Without the pictures, write out all the lines below exactly as they appear.

+++ Given data

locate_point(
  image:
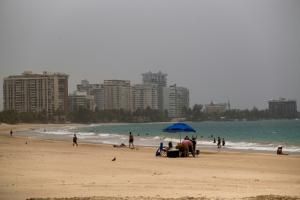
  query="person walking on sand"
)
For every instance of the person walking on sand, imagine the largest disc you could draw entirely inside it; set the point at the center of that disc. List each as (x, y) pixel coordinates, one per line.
(219, 143)
(75, 140)
(131, 140)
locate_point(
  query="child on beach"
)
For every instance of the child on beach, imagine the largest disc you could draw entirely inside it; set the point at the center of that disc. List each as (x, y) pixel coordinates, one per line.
(75, 140)
(131, 140)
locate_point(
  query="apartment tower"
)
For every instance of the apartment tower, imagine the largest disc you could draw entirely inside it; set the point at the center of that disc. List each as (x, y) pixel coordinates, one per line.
(160, 79)
(117, 95)
(47, 92)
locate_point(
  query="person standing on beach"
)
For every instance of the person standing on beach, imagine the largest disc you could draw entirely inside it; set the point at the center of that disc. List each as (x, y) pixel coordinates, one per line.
(75, 140)
(219, 143)
(131, 140)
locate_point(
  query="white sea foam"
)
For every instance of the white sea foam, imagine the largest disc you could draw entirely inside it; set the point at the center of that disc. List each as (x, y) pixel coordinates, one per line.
(114, 138)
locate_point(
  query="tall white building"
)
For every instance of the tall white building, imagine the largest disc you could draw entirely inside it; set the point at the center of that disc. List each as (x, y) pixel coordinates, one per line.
(176, 100)
(29, 92)
(145, 96)
(95, 90)
(81, 100)
(160, 79)
(216, 107)
(117, 95)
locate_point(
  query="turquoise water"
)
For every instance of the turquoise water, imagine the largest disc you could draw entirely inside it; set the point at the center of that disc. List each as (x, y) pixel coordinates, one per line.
(264, 135)
(256, 135)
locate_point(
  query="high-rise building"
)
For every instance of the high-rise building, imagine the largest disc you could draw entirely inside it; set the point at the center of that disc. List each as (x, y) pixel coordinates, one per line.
(117, 95)
(145, 96)
(95, 90)
(176, 100)
(283, 108)
(81, 100)
(161, 80)
(216, 107)
(47, 92)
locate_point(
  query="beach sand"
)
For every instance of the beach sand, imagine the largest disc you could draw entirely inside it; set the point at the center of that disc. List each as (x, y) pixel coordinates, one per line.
(47, 168)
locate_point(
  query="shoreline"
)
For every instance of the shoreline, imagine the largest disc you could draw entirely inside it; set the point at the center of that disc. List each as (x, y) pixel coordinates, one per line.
(56, 169)
(29, 131)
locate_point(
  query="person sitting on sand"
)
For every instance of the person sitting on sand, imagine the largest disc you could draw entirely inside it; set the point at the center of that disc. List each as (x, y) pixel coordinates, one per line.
(75, 140)
(160, 150)
(170, 145)
(279, 151)
(187, 147)
(131, 139)
(194, 141)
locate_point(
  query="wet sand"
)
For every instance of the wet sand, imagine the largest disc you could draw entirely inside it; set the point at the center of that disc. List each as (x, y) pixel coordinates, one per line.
(47, 168)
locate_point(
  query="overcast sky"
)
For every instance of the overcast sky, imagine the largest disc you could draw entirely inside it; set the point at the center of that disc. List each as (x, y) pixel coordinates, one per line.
(244, 51)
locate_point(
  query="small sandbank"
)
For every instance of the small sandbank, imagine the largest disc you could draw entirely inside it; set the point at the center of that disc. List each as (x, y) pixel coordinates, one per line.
(55, 169)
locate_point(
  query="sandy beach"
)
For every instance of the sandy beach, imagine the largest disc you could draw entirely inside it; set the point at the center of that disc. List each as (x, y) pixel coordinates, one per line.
(46, 168)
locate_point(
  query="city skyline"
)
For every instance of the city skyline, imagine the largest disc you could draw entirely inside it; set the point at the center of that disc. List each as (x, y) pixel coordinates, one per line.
(246, 52)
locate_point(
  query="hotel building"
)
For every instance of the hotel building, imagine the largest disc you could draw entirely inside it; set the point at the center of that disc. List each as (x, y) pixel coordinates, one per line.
(117, 95)
(47, 92)
(176, 100)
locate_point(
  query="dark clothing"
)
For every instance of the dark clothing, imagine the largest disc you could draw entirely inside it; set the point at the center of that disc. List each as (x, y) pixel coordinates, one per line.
(75, 140)
(219, 142)
(131, 140)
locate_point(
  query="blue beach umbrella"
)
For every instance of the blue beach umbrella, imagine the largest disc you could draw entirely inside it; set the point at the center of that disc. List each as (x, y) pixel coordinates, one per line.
(179, 128)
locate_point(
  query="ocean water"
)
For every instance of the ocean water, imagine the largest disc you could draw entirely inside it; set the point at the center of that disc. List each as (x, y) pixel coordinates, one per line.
(265, 135)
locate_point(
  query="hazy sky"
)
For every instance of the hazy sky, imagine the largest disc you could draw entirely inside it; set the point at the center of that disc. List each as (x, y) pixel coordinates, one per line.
(243, 51)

++++++

# Completed task:
locate_point(
  image:
  query="person walking on sand"
)
For every instance of the person walking on sand, imagine the largest disc you could draw entirely inside it; set the point at the center of that disc. List each as (x, y) pixel coordinates, one per line.
(219, 143)
(75, 140)
(131, 140)
locate_point(
  query="child on beach"
)
For every instance of the child on beach, imagine the largest disc you could draw entirely inside it; set the point at the center of that disc. List each as (x, y) pixel coordinates, one per line.
(75, 140)
(131, 140)
locate_point(
  query="apartment tower"
)
For every instance of the apartment tower, imagine the largest disc you could draw entirely inside it; set the point at the center of that disc. List each as (x, y) pixel coordinates, one per line.
(160, 79)
(117, 95)
(47, 92)
locate_point(
  query="person standing on beach"
)
For every instance of the person standing on beach, imagine the largest disc you could draw entirely inside it; set the point at the center of that disc. List each as (x, y) pixel coordinates, one per line.
(75, 140)
(219, 143)
(131, 140)
locate_point(
  query="white sea foam"
)
For every instance of the white sea foam, imagine the largest disc you could draw entirely inside it; set the point at the center of that disc. List each as (x, y) pixel coordinates, one per line.
(114, 138)
locate_point(
  query="tall white building"
)
For every instance of the tall white building, imagine the largest disc you could draw entirely inside it; set the point at the center of that disc. List each as (x, y) pixel coordinates, one per line.
(176, 100)
(29, 92)
(145, 96)
(95, 90)
(81, 100)
(160, 79)
(216, 107)
(117, 95)
locate_point(
  query="turquoise water"
)
For every instance of the turquoise water, imagine the largest disc you could draw entirely inside it; set the point at the center of that disc. List each as (x, y) pixel coordinates, one per line.
(264, 135)
(256, 135)
locate_point(
  query="high-rise building"
)
For every instance of the high-rise building, imagine the largest disc you could draw entirely inside it; set the point at the center of that disc. List each as (x, y) pixel coordinates, one per line.
(117, 95)
(145, 96)
(95, 90)
(176, 100)
(283, 108)
(81, 100)
(161, 80)
(216, 107)
(47, 92)
locate_point(
  query="beach sand"
)
For every instance of the beach sand, imagine the largest disc you could draw entirely inside it; set the point at the center of that disc. List each as (x, y) pixel coordinates, one per line.
(47, 168)
locate_point(
  query="shoreline"
)
For every instance of the shoreline, imagine the largest disc you could draw entirely inside it; set the point at the center of that disc. List each as (x, y) pixel coordinates, one per line.
(56, 169)
(29, 131)
locate_point(
  query="person sitting on sand"
)
For every instance of the person sitting on sand, imagine the largest disc you could draw entirely inside it; set the point at the center of that disc. List each as (x, y) pixel coordinates, one per line.
(75, 140)
(160, 150)
(170, 145)
(279, 151)
(187, 147)
(131, 139)
(194, 141)
locate_point(
  query="wet sand"
)
For every instance of the wet sand, imagine the largest disc you could draw entirely inside it; set the point at the center of that disc. List each as (x, y) pixel coordinates, one per line.
(47, 168)
locate_point(
  query="overcast sky"
)
For every instance of the overcast sky, imagine the largest disc you could draw entirely inside it; set the point at the center of that disc. List each as (x, y) pixel coordinates, one per line.
(244, 51)
locate_point(
  query="small sandbank"
)
For every instance of the small sandbank, imagine the largest disc you could draw entirely inside it; set the point at the center of that disc. List each as (x, y) pixel coordinates, one per line.
(55, 169)
locate_point(
  query="sandy beach"
)
For every instance of the sandy beach, imagine the largest disc you could draw entirely inside it; set the point at the center of that disc. List each as (x, y) pixel coordinates, one per line.
(46, 168)
locate_point(
  query="city skyline"
)
For every instance of the city skyline, imagine the largest disc you could draw entirely inside it; set the point at the center of that disc. List each as (x, y) pixel coordinates, one per line.
(246, 52)
locate_point(
  query="hotel building"
)
For every instance of the hotel building, imagine the largest disc you could draw entirely inside it; set the point at the center of that disc. List each as (x, y) pixel coordinates, one per line.
(117, 95)
(47, 92)
(176, 100)
locate_point(
  query="dark clothing"
)
For every instance of the dark clothing, imagine the largest disc you could draw entirely inside it; set the point at the center of that disc. List each as (x, y) pixel coordinates, one per line.
(75, 140)
(219, 142)
(131, 140)
locate_point(
  query="blue beach umbrella"
)
For every instance of the blue beach umbrella, imagine the largest disc you could draw entirely inside it; set the point at the center of that disc. List each as (x, y) pixel coordinates, one per line.
(179, 128)
locate_point(
  query="ocean water"
)
For every instance of the ocean water, imagine the largest disc you could draw entirely inside it; set the point at the center of that disc. List each as (x, y) pixel coordinates, one per line.
(265, 135)
locate_point(
  query="hazy sky"
)
For every instance of the hazy sky, imagine the largest disc you could draw entirely inside it; set the point at the center of that disc. List each as (x, y) pixel coordinates, one per line.
(243, 51)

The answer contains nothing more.